Forrester tells ad agencies to change or die



Forrester’s Peter Kim has produced a very thought provoking read on the future of the advertising agency. The report argues that consumers now rely less and less on marketing messages when in buying mode. Instead they seek guidance from family, friends and others in their respective communities to guide them toward purchase decisions.

Obviously working for a PR firm, my views are always going to be biased but it is interesting nevertheless to read Peter’s conclusions:

Today’s agencies fail to help marketers engage with consumers, who, as a result, are becoming less brand-loyal and more trusting of each other. To turn the tide, marketers will move to the Connected Agency — one that shifts: from making messages to nurturing consumer connections; from delivering push to creating pull interactions; and from orchestrating campaigns to facilitating conversations. Over the next five years, traditional agencies will make this shift; they will start by connecting with consumer communities and will eventually become an integral part of them.

Peter’s views via AdWeek

(Agencies are) “in “a world of hurt” because consumers are tuning out the messages the industry is predicated on producing. Instead, it believes shops need to be organized around communities, not disciplines. What it is calling “the connected agency” would not only know certain communities but also be active members of these groups. Pushing messages would give way to encouraging voluntary engagement, and ongoing conversations would replace time-based campaigns”

Peter’s views have obviously acted as a catalyst for some interesting discussions from the industry, for example:

In agreement: Big Picture Advertising:

…I think the traditional agency model is broken. Being a factory dedicated to producing 30 second commercials, websites, banners and buttons or mail packs is not a viable business in an age where consumers are AdAvoiders and media is evolving so fast.

In dissent: Herd – the hidden truth about who we are

…a big fat “NO” to the idea that there are “fixed communities”: this reeks all too much of the network theory that geekworld likes; human social connections are much more interesting than that model – derived from the tech world – suggest.

Somewhere in the middle: PaulIsakson

I completely agree that many agencies are out of touch and need to learn how to facilitate and participate in the conversations taking place vs. interrupting them… I don’t believe the answer is an agency of mothers working with Proctor & Gamble to help them better communicate with this segment.

Given data

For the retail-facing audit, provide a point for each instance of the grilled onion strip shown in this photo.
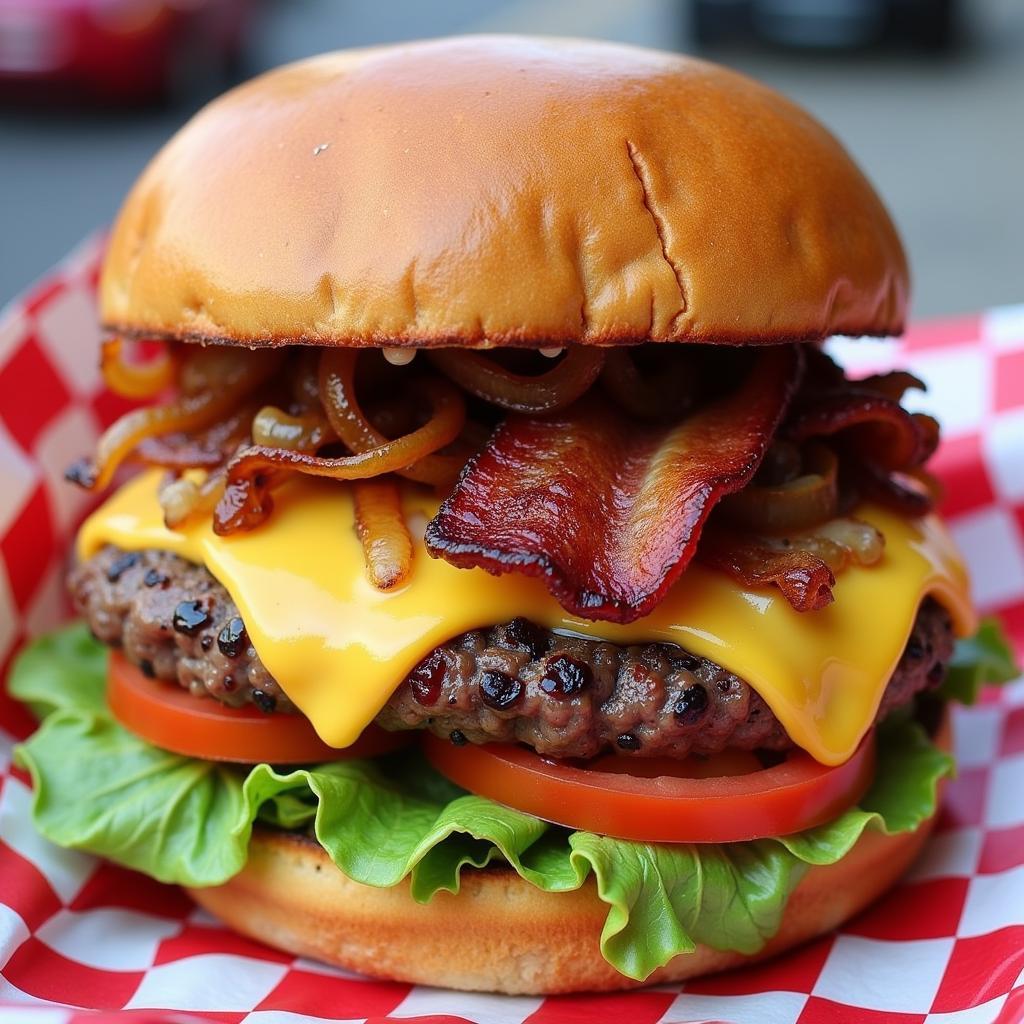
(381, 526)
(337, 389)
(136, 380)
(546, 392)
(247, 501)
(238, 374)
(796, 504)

--

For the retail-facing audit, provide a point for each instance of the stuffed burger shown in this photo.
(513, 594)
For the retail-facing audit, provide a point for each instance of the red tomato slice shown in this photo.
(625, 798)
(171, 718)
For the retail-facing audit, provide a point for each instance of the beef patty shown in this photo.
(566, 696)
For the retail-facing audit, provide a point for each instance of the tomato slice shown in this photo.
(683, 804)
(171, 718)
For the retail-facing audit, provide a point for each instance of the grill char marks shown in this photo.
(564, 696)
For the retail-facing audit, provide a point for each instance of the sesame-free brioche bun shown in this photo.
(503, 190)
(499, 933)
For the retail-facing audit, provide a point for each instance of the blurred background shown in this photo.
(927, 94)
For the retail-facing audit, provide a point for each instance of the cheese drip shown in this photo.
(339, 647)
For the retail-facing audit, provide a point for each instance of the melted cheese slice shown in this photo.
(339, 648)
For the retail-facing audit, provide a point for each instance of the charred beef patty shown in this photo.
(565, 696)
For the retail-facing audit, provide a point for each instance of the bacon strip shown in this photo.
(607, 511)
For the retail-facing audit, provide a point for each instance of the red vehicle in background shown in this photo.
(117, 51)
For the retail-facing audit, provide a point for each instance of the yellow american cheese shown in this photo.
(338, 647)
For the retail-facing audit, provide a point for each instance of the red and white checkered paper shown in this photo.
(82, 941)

Job 1
Answer these questions from the Forrester post:
(a) Who at Forrester produced the report on the future of the advertising agency?
(b) Through which publication are Peter's views quoted?
(c) Which company does PaulIsakson name when describing an agency of mothers?
Job 2
Quote the Forrester post from "In dissent: Herd" up to and including "world – suggest.".
Job 3
List the shifts that, according to the Forrester post, define the Connected Agency.
The records above have no connection to the Forrester post.

Written response 1
(a) Peter Kim
(b) AdWeek
(c) Proctor & Gamble

Written response 2
In dissent: Herd – the hidden truth about who we are

…a big fat “NO” to the idea that there are “fixed communities”: this reeks all too much of the network theory that geekworld likes; human social connections are much more interesting than that model – derived from the tech world – suggest.

Written response 3
- from making messages to nurturing consumer connections
- from delivering push to creating pull interactions
- from orchestrating campaigns to facilitating conversations